▶ TEXT EXTRACT:
• • •

Studio album by Hardwell
- Released: 9 September 2022
- Recorded: 2019–2022
- Genre: Future rave; techno;
- Length: 54:56
- Label: Revealed
- Producer: Hardwell

Hardwell chronology
| United We Are (2015) | Rebels Never Die (2022) |  |

Singles from Rebels Never Die
- "Broken Mirror" Released: 1 April 2022; "Into the Unknown" Released: 1 April 2022; "F*cking Society" Released: 15 April 2022; "Black Magic" Released: 29 April 2022; "Dopamine" Released: 13 May 2022; "Godd" Released: 27 May 2022; "Pacman" Released: 10 June 2022; "Mind Control" Released: 24 June 2022; "Reminisce" Released: 8 July 2022; "Zero Gravity" Released: 15 July 2022; "Laser" Released: 29 July 2022; "I Feel Like Dancing" Released: 12 August 2022; "Self Destruct" Released: 26 August 2022;

= Rebels Never Die =

Rebels Never Die is the second studio album by Dutch DJ and record producer Hardwell. It was released on 9 September 2022 by his own record label, Revealed Recordings.

== History ==
On 7 September 2018, Hardwell had announced his indefinite hiatus from touring, stating that he wanted to focus more on his personal life. On 27 March 2022, he made his return to the dance scene by closing out the Ultra Miami 2022 festival as the rumored special guest. During his set, he played 13 IDs that introduced his new bigroom-techno style and would be released as part of his upcoming album. Additionally, he played a 10-year anniversary remix of his song "Spaceman".

On 1 April, Hardwell released the first two singles from the album, "Broken Mirror" and "Into the Unknown". "Broken Mirror" features a monologue from Hardwell, saying "...your opinion of me does not define who I am. Cause I know what you want me to be. Now, I'm gonna show you who I truly am." "Into the Unknown" was the first of the singles to introduce the bigroom-techno style of his album.

Hardwell released the IDs as singles from the album every two weeks. However, on 15 July, he released "Zero Gravity" a week after the album's previous single to generate excitement for his four-year return to Tomorrowland.

On 9 September, he released the Rebels Never Die album, featuring the last unreleased ID from his set, the titular song. Rebels Never Die appeared on Dancing Astronauts Top Dance Albums of 2022 list.

On 23 December, the deluxe version of Rebels Never Die was released. It features a new original, "Oh Gosh", three reworks of previous Hardwell songs, and a mashup of "F*cking Society" and Metallica's "Nothing Else Matters".

== Album description ==
Hardwell used his hiatus as an opportunity to explore creative freedom. He was inspired to create Rebels Never Die from a vinyl collection he listened to in his childhood.

• • •

▶ DATASET CONTENT:
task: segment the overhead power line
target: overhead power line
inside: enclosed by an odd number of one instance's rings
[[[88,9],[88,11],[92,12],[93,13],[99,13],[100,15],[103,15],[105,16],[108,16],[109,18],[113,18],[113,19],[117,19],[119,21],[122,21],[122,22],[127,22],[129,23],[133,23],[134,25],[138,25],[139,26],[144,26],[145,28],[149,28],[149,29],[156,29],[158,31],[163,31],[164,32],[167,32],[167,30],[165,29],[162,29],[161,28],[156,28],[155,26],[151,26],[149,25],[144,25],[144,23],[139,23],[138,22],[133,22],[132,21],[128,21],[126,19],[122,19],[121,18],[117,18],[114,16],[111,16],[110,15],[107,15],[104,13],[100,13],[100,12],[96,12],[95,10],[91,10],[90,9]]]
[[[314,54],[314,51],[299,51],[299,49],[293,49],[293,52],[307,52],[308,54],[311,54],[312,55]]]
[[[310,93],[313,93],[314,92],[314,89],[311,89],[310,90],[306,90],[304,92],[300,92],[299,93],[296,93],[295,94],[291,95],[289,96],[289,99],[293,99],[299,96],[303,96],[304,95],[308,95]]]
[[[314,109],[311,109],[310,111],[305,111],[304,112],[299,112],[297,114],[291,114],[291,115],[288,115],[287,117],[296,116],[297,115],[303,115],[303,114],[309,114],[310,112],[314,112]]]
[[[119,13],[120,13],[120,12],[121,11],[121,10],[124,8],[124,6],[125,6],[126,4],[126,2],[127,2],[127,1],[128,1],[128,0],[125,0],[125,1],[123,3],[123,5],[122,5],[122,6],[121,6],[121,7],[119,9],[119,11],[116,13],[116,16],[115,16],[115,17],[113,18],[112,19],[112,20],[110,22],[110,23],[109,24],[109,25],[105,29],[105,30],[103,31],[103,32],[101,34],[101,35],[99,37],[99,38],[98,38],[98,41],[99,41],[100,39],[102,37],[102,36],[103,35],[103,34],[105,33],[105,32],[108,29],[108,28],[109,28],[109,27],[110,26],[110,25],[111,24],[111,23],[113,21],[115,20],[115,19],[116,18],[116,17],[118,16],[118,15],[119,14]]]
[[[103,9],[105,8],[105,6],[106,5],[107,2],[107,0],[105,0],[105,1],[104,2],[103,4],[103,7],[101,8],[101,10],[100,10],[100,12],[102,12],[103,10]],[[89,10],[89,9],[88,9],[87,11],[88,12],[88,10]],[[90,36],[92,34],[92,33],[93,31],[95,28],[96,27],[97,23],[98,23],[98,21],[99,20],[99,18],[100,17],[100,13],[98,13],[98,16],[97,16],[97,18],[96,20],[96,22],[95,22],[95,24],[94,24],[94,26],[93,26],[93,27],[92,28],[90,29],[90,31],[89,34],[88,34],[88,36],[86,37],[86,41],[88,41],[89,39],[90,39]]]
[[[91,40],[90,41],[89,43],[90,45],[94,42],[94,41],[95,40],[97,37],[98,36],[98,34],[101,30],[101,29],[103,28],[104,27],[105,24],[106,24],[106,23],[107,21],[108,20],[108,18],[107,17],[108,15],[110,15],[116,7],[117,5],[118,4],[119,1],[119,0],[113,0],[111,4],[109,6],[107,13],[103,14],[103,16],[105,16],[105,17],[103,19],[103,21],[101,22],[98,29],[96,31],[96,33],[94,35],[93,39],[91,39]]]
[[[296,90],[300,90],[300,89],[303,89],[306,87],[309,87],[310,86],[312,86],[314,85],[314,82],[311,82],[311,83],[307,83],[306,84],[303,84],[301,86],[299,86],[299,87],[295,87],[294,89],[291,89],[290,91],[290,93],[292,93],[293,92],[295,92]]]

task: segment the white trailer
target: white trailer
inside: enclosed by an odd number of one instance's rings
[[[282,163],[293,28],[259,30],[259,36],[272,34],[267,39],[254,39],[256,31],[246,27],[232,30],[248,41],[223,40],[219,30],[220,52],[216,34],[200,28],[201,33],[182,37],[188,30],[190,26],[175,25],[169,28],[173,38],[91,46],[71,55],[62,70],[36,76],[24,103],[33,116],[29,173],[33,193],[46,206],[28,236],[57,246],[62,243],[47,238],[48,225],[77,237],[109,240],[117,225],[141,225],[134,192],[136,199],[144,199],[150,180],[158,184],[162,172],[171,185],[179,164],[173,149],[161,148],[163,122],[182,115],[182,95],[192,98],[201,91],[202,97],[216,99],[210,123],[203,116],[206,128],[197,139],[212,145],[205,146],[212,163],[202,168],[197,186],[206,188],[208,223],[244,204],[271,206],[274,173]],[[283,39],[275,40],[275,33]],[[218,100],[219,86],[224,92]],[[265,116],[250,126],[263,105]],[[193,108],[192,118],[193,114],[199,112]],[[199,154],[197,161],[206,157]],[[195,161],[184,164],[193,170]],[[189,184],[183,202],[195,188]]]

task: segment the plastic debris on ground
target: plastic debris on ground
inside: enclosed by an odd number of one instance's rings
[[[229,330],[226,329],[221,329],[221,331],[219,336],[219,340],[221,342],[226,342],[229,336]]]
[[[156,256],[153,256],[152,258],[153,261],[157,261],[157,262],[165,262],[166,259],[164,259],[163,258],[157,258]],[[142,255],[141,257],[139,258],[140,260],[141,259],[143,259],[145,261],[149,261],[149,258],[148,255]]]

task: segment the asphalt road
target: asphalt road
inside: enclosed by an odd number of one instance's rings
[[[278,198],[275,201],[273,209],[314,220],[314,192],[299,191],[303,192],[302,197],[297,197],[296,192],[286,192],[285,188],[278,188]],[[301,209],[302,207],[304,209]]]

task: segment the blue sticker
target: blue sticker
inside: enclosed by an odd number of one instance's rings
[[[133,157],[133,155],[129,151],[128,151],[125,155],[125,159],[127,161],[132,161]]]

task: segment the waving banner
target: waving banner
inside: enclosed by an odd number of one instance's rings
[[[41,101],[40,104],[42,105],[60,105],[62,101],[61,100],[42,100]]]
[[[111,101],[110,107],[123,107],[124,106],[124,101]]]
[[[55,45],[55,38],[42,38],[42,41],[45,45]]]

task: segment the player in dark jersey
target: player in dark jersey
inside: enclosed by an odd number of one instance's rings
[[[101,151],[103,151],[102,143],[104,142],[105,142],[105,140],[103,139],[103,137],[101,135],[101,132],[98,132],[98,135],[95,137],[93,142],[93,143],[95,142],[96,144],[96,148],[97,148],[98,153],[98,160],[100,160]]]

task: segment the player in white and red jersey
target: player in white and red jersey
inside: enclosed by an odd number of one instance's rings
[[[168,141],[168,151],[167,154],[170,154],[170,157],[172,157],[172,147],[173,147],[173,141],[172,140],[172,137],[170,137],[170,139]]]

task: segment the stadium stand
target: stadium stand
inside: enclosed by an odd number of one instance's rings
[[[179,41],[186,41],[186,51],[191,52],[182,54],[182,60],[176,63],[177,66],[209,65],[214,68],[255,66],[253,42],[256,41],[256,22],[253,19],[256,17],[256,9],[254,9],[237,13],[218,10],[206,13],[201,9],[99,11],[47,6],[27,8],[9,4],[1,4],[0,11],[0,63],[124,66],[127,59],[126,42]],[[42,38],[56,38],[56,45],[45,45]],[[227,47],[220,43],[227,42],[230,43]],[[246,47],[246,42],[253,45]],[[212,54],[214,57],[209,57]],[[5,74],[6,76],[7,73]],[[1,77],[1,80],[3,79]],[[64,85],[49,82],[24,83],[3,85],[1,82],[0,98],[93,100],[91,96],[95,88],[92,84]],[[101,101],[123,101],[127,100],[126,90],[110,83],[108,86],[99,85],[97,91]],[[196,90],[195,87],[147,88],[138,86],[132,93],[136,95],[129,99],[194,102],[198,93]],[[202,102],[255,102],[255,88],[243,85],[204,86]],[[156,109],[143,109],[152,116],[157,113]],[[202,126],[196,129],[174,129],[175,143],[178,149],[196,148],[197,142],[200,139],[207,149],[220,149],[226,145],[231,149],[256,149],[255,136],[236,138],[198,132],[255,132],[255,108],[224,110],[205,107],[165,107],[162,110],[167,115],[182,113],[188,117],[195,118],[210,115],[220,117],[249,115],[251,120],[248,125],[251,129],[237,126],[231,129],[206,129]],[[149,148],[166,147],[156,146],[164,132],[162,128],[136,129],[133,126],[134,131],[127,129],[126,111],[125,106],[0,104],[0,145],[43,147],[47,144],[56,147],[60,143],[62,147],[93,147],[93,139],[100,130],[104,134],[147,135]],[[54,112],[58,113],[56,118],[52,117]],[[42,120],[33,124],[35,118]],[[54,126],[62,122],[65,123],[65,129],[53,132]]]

• • •

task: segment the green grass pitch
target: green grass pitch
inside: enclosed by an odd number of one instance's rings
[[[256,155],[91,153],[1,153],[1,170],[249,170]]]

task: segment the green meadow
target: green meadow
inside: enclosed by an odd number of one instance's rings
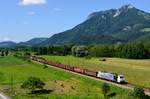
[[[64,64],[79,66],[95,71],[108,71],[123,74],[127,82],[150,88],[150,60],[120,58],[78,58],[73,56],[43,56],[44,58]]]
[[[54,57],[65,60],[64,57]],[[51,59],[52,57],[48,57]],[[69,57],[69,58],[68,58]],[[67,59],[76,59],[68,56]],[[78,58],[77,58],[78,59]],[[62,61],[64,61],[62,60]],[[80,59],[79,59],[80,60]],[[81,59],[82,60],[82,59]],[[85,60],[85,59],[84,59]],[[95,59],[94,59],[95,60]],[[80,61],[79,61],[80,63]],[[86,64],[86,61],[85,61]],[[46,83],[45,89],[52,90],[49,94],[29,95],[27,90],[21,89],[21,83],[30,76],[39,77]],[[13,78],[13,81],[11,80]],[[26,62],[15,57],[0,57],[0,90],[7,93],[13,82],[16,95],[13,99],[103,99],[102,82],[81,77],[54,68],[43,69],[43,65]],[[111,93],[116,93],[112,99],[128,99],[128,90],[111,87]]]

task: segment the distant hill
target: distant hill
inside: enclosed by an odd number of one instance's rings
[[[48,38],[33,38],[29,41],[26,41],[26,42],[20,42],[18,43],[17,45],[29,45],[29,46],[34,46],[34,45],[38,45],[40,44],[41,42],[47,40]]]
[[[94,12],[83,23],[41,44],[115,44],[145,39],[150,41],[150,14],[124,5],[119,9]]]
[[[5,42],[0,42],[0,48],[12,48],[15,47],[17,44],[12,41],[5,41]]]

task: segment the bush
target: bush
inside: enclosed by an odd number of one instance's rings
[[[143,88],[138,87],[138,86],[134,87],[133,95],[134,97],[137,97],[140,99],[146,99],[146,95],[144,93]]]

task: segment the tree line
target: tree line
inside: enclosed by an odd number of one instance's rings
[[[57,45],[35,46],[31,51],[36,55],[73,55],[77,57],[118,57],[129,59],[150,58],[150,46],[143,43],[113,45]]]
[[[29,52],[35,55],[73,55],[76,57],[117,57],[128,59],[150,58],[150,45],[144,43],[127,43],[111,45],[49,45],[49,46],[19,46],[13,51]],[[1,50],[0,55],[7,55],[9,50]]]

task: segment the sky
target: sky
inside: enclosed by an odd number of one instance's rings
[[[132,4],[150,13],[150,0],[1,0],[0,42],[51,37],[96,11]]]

• • •

▶ STATED PROBLEM 1: Reproduce the passage of the article on Rebels Never Die between "Rebels Never Die is" and "label, Revealed Recordings.", inclusive.
▶ STATED PROBLEM 2: In the article on Rebels Never Die, why did Hardwell release "Zero Gravity" only a week after the album's previous single?

▶ TASK SOLUTION 1:
Rebels Never Die is the second studio album by Dutch DJ and record producer Hardwell. It was released on 9 September 2022 by his own record label, Revealed Recordings.

▶ TASK SOLUTION 2: To generate excitement for his four-year return to Tomorrowland.